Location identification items
<<<<

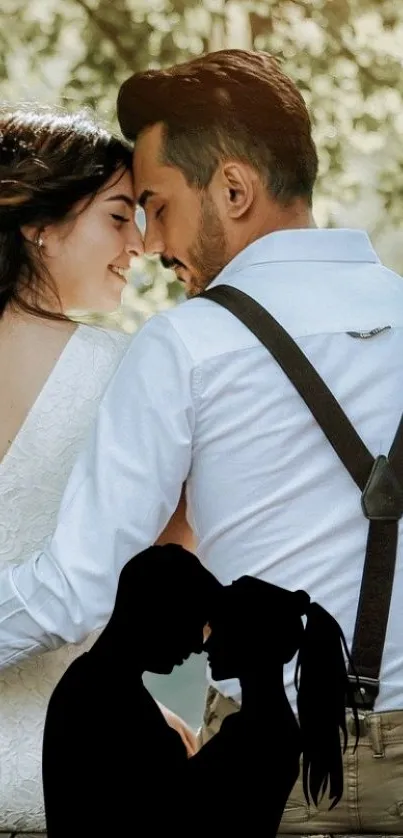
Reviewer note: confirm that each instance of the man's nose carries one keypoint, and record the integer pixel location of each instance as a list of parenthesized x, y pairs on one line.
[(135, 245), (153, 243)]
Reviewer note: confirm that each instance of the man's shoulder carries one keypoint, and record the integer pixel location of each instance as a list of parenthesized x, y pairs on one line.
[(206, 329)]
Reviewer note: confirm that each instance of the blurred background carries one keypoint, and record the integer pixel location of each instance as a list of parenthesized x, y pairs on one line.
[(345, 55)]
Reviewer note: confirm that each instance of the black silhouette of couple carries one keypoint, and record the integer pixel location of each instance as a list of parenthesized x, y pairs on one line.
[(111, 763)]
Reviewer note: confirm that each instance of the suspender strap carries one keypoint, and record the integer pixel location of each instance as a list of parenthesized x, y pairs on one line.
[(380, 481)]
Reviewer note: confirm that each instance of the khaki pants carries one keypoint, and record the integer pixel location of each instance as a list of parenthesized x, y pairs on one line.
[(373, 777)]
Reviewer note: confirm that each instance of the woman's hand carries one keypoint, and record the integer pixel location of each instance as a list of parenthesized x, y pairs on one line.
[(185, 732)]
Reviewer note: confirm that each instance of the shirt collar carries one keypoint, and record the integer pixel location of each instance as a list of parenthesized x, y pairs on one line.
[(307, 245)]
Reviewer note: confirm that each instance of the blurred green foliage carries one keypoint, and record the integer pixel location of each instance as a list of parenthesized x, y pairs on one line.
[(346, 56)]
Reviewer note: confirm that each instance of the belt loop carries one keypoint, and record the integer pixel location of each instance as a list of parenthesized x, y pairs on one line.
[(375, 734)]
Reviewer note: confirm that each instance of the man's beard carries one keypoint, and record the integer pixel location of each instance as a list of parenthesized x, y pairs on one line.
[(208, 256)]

>>>>
<<<<

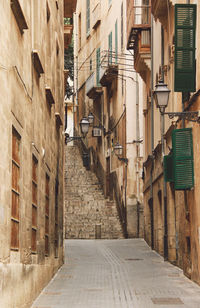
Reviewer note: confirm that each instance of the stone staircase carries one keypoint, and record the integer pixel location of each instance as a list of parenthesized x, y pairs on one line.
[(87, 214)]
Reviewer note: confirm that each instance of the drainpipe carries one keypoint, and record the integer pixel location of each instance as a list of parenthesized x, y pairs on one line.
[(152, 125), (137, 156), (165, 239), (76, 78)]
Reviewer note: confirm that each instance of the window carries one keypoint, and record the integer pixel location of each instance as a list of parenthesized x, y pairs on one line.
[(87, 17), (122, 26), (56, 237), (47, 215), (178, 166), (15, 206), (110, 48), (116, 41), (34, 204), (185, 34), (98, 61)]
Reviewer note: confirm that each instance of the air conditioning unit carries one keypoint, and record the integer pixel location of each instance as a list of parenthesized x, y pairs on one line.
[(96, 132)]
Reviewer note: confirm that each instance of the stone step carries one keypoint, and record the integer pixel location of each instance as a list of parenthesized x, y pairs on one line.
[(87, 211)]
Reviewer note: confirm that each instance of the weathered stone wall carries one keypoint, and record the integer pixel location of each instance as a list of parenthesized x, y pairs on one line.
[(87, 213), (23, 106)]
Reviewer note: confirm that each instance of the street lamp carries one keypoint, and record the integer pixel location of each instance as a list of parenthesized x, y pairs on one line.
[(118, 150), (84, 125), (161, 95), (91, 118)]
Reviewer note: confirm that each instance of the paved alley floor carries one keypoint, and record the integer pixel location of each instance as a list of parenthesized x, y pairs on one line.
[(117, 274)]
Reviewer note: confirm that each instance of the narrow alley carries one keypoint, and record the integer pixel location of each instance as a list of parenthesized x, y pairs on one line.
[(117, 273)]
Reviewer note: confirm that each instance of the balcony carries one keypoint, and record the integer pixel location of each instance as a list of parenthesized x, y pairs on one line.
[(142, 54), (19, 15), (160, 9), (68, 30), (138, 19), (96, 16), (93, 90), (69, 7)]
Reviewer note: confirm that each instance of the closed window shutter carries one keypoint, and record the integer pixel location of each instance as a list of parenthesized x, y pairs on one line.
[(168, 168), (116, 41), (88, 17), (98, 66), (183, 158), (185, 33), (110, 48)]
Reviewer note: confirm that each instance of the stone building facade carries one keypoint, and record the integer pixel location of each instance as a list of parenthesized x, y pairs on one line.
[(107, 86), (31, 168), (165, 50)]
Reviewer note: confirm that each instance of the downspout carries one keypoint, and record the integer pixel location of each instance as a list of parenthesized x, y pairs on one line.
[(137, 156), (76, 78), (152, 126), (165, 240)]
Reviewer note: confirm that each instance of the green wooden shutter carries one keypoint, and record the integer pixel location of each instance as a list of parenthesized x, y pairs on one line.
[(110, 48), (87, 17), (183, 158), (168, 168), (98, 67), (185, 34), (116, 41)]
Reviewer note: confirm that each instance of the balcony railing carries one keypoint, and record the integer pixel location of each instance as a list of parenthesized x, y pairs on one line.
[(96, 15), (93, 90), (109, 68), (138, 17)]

>>>>

REQUIREMENTS
Filter the records above and copy out every line that holds the word "wooden".

RESULT OF THIS TASK
Reviewer note: confirm that each instance of the green wooden shutter carries one keypoint, and record the integer pixel location of each instance as a list of parenthesized x, y pairs on one line.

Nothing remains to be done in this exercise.